*REQUIREMENTS:*
Gather every line in the records below that contains the string "find", and copy each of those lines in full.

## begin PROVIDED DATA

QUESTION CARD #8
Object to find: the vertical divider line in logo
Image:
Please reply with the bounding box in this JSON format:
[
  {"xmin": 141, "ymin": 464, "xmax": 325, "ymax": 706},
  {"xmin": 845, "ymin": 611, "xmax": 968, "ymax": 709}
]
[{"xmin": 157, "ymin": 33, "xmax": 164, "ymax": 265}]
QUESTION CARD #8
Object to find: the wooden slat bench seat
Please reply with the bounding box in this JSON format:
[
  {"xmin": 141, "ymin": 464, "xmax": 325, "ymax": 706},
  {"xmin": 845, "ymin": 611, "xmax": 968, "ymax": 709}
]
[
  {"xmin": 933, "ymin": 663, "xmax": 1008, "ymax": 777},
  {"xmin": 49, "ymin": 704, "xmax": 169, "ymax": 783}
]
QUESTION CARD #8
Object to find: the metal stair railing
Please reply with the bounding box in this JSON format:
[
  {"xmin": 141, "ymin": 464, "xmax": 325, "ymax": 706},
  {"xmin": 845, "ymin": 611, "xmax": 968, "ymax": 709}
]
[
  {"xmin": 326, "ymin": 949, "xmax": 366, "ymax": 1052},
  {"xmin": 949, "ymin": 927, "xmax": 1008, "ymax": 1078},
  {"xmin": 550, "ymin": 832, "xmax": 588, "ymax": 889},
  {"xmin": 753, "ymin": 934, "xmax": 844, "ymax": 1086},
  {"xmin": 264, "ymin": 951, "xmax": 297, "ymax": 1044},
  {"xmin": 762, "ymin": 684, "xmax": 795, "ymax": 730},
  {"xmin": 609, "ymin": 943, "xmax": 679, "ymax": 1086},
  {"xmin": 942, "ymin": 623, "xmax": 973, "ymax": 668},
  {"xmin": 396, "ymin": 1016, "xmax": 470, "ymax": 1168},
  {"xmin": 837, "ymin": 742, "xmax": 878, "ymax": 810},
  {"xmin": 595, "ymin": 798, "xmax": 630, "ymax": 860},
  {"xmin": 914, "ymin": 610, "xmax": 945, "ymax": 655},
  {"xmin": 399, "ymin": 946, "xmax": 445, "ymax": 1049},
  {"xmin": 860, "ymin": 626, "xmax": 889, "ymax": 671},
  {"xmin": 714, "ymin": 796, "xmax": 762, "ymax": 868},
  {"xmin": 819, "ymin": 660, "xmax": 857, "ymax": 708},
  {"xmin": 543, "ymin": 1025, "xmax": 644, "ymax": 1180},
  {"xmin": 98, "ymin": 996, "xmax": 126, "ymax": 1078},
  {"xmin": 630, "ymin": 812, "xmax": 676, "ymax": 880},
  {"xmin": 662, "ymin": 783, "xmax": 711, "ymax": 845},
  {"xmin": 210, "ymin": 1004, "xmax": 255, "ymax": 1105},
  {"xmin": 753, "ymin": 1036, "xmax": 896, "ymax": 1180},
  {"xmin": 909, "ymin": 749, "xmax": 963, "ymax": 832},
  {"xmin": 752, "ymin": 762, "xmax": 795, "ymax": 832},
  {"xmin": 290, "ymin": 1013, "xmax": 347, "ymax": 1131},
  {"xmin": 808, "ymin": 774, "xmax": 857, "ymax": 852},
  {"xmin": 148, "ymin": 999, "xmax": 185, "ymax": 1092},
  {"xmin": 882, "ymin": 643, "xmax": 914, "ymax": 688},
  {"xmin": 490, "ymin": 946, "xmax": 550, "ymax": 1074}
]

## end PROVIDED DATA

*SOLUTION BELOW:*
Object to find: the vertical divider line in logo
Object to find: the wooden slat bench seat
Object to find: the metal stair railing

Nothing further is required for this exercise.